Document extract>
-*-
Wednesday, 8 August 2012

July 2012: E Nesbit's "Treasure Seekers" and our September book

We met in July to share the hugely enjoyable adventures of Dora, Oswald, Dicky, Alice, Noel and Horace Octavius (HO) Bastable, as they tried to find the means to restore their family's fortunes in E Nesbit's The Treasure Seekers (1899).

A socialist and a founder of the Fabians, Nesbit led a notoriously complex personal life, but it was her need for money to support her family which encouraged her to publish children's stories, and the echoes of her real-life "treasure seeking" resonate through her fiction.  Writing with an eye to the Sunday-school sensibilities of her Victorian audience, she nevertheless managed to deploy knowingly subversive humour, social observation and some biting sarcasm.  The first person narrative voice is unusual for its time, and solving the "mystery" of who is telling the stories is all part of the fun.
-*-
Provided information>
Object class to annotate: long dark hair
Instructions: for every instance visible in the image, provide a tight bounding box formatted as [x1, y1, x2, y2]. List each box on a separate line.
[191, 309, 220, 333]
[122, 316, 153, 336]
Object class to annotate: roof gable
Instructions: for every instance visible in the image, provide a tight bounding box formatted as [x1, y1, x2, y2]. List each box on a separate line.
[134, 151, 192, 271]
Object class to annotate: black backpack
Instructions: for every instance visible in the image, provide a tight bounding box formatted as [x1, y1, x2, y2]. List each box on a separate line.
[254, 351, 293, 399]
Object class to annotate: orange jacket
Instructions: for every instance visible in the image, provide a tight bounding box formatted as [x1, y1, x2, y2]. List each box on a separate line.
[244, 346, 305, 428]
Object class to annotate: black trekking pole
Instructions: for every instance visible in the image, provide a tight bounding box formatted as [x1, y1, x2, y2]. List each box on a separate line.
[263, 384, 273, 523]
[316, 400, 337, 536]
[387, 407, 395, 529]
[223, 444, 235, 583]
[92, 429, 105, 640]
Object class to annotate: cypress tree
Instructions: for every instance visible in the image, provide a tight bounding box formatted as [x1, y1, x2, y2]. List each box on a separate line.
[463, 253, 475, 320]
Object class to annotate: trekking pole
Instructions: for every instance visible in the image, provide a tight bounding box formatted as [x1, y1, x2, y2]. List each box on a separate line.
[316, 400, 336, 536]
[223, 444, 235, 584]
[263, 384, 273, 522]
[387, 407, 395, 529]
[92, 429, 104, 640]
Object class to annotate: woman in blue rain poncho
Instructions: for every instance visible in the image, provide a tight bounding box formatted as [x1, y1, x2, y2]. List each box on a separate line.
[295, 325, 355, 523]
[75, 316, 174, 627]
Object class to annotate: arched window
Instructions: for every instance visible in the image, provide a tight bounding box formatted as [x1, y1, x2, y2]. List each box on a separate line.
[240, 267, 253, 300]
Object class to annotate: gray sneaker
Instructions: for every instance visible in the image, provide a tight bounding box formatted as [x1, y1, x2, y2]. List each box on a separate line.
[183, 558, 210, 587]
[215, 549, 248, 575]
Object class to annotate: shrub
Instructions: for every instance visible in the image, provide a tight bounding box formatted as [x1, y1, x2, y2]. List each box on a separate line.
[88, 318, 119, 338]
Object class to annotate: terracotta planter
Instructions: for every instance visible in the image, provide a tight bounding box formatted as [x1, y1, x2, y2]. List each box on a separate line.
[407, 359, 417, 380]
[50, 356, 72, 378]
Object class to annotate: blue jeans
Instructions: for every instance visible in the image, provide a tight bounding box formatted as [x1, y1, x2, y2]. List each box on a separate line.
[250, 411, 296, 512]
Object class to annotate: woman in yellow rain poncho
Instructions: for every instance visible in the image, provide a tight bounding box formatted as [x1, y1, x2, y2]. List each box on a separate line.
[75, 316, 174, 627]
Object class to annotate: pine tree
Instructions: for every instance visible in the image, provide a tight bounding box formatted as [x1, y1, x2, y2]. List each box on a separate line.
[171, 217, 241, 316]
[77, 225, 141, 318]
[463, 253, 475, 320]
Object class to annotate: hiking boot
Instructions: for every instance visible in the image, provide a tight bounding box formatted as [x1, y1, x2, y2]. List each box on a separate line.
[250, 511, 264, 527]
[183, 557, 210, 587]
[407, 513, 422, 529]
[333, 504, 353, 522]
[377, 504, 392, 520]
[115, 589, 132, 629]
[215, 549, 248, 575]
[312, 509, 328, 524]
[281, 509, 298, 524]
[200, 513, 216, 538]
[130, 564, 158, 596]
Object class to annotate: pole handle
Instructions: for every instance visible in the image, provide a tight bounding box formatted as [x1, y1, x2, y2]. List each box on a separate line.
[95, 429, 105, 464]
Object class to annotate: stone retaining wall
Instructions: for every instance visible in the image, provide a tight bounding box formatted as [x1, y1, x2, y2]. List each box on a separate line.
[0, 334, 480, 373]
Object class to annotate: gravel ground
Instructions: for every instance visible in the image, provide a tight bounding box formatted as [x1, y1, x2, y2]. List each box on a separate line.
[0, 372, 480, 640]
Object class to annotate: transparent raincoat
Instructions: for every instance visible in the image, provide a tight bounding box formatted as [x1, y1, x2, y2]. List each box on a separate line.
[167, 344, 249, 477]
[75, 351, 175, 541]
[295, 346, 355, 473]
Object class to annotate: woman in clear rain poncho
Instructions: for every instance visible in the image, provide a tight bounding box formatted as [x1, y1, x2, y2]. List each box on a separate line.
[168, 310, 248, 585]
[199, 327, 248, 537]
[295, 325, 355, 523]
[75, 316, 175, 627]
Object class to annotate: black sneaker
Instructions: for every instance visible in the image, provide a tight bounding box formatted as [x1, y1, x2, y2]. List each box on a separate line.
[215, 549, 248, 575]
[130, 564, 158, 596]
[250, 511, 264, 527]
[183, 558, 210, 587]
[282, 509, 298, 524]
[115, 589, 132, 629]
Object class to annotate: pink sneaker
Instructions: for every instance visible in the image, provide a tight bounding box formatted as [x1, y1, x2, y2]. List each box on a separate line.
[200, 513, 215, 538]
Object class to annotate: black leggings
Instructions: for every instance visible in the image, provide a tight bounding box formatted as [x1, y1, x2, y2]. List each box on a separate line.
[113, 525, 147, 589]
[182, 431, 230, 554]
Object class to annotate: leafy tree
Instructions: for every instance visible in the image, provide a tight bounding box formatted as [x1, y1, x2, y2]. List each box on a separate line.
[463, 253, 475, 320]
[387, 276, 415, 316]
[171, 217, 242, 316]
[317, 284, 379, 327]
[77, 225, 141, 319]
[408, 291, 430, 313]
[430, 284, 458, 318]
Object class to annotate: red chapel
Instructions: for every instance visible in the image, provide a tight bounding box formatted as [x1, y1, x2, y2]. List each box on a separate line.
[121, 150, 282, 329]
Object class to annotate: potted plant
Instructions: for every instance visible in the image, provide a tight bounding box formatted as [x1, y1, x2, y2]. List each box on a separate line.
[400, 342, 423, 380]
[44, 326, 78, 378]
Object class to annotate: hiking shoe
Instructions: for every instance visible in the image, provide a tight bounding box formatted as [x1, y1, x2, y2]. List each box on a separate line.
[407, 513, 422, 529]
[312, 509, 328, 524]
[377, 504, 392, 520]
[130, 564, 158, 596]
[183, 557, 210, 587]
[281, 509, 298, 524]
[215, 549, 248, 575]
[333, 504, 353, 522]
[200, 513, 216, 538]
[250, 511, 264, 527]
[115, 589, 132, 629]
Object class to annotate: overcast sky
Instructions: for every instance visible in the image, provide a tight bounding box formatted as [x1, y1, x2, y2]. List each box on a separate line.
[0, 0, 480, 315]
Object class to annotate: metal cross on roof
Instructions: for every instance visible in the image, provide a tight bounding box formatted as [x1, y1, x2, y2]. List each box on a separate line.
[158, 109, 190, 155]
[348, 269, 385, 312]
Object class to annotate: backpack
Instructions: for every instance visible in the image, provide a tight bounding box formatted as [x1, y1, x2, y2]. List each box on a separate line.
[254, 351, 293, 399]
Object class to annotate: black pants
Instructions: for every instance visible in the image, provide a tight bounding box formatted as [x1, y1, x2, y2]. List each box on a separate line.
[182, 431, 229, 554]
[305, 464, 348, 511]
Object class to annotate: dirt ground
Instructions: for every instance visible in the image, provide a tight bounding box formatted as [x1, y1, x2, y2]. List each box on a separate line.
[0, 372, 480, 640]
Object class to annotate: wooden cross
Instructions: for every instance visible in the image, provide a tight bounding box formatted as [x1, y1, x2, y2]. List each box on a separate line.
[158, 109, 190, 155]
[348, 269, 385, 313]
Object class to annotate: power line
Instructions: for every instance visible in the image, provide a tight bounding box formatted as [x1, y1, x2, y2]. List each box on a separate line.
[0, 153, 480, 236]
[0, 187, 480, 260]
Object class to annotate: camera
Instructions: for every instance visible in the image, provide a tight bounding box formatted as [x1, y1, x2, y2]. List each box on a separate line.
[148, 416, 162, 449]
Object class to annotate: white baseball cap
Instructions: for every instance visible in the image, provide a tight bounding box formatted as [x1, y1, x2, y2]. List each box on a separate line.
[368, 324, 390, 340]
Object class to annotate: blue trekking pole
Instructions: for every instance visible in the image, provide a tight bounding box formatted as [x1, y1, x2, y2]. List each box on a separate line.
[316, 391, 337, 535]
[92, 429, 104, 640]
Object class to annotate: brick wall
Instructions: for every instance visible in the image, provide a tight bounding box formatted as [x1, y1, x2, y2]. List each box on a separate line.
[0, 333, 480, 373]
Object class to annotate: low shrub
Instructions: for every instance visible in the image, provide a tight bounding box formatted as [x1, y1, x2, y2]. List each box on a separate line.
-*-
Activities>
A - Reproduce the post on The Treasure Seekers from "Wednesday, 8 August" up to and including "Treasure Seekers (1899).".
B - Using the post on The Treasure Seekers, answer the following:
(i) In what year was The Treasure Seekers published?
(ii) What name do the initials HO stand for?
(iii) Of what group was Nesbit a founder?

Answers for the tasks>
A -
Wednesday, 8 August 2012

July 2012: E Nesbit's "Treasure Seekers" and our September book

We met in July to share the hugely enjoyable adventures of Dora, Oswald, Dicky, Alice, Noel and Horace Octavius (HO) Bastable, as they tried to find the means to restore their family's fortunes in E Nesbit's The Treasure Seekers (1899).

B -
(i) 1899
(ii) Horace Octavius
(iii) The Fabians